## EXERCISE DETAILS
Pick out each line below that contains the string "hair" and copy those lines.

## DATA SUPPLIED
################

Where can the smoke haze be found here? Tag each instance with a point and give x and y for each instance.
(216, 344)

################

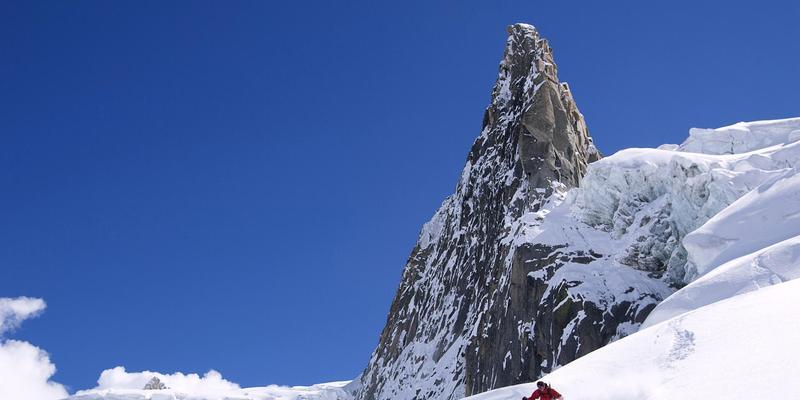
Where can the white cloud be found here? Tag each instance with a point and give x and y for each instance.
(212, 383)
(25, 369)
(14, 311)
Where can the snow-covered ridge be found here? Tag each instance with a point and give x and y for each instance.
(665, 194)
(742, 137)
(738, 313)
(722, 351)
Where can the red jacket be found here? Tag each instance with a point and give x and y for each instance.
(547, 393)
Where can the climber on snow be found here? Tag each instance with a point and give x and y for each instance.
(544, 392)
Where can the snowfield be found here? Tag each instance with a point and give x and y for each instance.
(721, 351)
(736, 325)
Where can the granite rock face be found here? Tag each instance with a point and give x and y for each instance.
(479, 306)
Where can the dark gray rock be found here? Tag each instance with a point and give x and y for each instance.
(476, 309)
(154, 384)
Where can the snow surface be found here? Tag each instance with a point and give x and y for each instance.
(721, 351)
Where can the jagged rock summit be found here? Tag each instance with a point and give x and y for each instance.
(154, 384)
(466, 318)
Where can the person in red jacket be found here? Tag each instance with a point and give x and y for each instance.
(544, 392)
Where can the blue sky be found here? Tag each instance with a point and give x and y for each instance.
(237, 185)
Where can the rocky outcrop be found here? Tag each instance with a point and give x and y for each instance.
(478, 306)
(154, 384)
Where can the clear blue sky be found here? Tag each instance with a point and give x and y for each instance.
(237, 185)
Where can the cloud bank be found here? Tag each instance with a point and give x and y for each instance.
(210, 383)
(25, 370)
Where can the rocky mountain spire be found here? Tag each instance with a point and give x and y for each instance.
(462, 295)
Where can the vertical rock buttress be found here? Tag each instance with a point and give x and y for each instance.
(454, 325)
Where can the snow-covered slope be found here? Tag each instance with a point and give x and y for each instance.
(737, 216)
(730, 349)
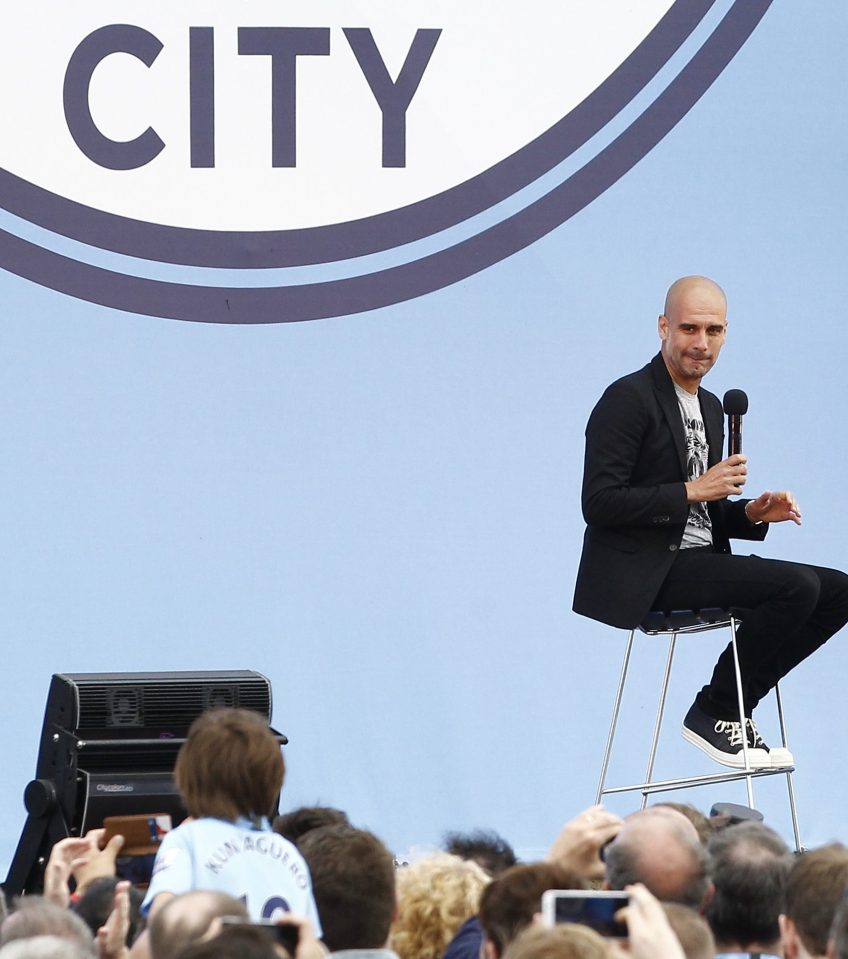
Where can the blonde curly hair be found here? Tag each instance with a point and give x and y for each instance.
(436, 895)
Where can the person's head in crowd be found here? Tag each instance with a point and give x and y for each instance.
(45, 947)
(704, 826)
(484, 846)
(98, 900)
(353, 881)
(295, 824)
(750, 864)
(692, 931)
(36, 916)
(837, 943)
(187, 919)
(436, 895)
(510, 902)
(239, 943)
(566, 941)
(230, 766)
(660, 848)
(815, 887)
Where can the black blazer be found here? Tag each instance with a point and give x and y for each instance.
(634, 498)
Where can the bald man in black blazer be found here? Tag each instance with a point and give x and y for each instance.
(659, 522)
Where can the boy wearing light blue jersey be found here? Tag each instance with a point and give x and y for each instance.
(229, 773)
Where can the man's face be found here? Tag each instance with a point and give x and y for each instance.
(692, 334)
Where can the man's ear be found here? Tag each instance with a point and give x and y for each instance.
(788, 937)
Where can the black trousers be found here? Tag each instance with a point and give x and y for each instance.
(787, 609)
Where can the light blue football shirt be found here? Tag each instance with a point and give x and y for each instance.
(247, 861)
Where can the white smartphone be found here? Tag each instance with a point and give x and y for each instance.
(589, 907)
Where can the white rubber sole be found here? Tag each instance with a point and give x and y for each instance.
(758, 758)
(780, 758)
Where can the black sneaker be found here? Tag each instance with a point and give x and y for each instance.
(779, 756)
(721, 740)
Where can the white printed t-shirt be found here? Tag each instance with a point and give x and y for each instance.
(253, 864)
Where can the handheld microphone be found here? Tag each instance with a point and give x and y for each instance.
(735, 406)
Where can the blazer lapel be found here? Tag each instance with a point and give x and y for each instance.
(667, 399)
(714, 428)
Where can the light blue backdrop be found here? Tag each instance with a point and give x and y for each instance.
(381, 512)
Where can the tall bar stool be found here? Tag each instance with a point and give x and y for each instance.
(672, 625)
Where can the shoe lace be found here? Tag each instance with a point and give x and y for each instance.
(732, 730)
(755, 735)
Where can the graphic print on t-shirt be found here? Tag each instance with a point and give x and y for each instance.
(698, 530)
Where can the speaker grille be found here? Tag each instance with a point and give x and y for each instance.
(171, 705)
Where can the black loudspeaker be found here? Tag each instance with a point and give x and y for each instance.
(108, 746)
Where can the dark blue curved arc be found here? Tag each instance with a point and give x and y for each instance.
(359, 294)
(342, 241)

################

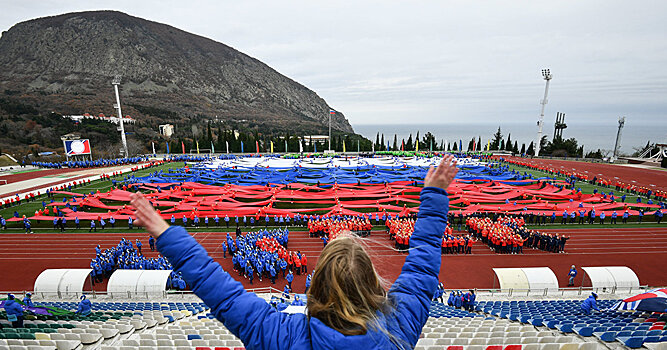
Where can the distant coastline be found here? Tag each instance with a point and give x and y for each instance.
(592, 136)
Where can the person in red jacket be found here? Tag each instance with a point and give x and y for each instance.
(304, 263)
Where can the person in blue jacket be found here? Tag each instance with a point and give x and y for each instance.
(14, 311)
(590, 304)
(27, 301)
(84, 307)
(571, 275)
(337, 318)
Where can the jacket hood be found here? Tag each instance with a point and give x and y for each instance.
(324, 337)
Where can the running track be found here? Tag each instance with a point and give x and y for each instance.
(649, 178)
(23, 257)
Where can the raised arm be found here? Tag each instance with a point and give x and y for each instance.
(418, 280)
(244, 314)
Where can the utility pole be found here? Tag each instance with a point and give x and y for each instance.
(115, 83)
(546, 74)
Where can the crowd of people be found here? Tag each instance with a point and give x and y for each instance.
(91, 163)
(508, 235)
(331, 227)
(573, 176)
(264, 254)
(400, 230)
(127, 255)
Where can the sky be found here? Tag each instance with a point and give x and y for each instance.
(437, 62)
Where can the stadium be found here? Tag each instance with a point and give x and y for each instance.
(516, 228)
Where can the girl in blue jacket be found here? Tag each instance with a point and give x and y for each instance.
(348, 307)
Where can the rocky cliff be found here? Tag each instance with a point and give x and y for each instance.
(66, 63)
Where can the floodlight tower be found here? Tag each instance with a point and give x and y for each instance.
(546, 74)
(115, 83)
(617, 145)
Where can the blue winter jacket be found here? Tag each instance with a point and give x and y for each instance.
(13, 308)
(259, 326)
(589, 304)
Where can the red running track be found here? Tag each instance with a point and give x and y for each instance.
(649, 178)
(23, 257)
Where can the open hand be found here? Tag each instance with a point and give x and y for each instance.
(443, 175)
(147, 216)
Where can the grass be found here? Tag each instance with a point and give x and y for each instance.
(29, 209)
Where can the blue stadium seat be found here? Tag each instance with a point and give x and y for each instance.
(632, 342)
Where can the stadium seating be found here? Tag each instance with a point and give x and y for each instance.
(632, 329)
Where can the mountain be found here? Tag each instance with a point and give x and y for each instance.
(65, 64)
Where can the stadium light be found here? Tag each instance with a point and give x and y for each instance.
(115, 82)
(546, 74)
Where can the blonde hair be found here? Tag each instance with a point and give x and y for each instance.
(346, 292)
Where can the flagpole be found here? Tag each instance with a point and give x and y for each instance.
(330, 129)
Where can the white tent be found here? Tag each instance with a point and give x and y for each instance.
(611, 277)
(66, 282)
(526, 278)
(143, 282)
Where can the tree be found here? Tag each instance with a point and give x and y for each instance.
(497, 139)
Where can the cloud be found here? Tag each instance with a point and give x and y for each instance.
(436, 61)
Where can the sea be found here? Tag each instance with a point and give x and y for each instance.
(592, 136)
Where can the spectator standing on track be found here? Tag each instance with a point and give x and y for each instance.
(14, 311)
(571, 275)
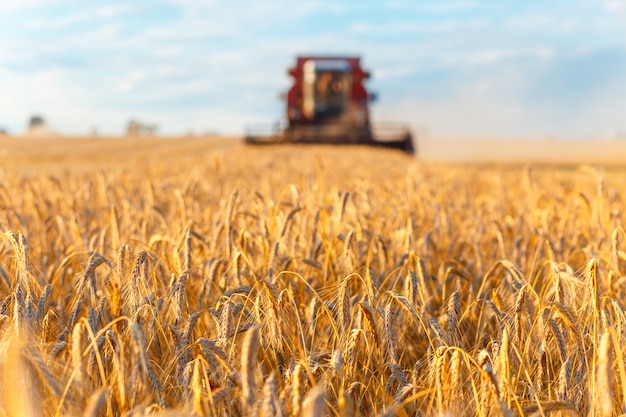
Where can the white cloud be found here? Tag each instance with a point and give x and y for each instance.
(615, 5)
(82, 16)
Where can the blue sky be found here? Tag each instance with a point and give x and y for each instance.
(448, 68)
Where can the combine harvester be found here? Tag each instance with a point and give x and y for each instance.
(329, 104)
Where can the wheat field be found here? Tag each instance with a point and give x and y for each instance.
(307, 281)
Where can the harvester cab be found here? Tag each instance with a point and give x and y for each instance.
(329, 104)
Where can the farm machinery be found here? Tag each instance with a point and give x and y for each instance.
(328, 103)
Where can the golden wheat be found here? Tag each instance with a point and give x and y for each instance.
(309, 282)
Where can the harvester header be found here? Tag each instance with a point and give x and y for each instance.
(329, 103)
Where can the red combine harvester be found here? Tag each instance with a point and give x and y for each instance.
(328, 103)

################

## OUTPUT OF THE TASK
Where can the blonde curly hair be found here? Tag each instance with a point and give x and y for each instance.
Where can the blonde hair be found here? Tag each instance with a point and give x and y for each instance.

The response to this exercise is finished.